▶ Task prompt
Reproduce the entire post below about the dog attack on Freddie the Thames seal, word for word.

▶ Extract to read
───

My older brother posted the following news article from The Guardian in the UK: Freddie the Thames seal put down by vets after dog attack. The article describes the tragic death of a young seal pup that was living along the Thames river in London, and the story was was quickly accompanied by the following update from the Evening Standard: Barrister whose dog mauled Freddie Mercury the seal says she is 'heartbroken' over animal's death.
My brother had accompanied the original article with the statement that the dog should be destroyed and its owner held accountable, and I agree. Dog owners are ultimately responsible for their dog's actions, but I would suggest that there's a bit more to consider here other than mere responsibility. The article in The Guardian only mentions that the dog involved was a "brown cross-breed" mix, and the photos from the article in the Evening Standard clearly show that we're not talking about a Yorkie/Chihuahua mix.

───

▶ Data shown
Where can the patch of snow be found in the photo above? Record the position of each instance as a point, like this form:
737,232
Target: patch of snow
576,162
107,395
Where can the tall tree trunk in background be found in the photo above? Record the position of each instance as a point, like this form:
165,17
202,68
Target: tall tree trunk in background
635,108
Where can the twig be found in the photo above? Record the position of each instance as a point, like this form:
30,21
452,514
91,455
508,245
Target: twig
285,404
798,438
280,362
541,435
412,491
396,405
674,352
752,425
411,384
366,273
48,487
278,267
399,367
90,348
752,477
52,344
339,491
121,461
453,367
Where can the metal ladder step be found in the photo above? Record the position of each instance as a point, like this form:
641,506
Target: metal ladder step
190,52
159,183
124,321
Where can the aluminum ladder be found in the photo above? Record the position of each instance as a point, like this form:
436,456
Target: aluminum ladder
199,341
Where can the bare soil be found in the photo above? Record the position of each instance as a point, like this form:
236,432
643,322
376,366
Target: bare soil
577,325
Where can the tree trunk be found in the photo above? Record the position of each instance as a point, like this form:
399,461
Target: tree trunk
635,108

───

▶ Response to this task
My older brother posted the following news article from The Guardian in the UK: Freddie the Thames seal put down by vets after dog attack. The article describes the tragic death of a young seal pup that was living along the Thames river in London, and the story was was quickly accompanied by the following update from the Evening Standard: Barrister whose dog mauled Freddie Mercury the seal says she is 'heartbroken' over animal's death.
My brother had accompanied the original article with the statement that the dog should be destroyed and its owner held accountable, and I agree. Dog owners are ultimately responsible for their dog's actions, but I would suggest that there's a bit more to consider here other than mere responsibility. The article in The Guardian only mentions that the dog involved was a "brown cross-breed" mix, and the photos from the article in the Evening Standard clearly show that we're not talking about a Yorkie/Chihuahua mix.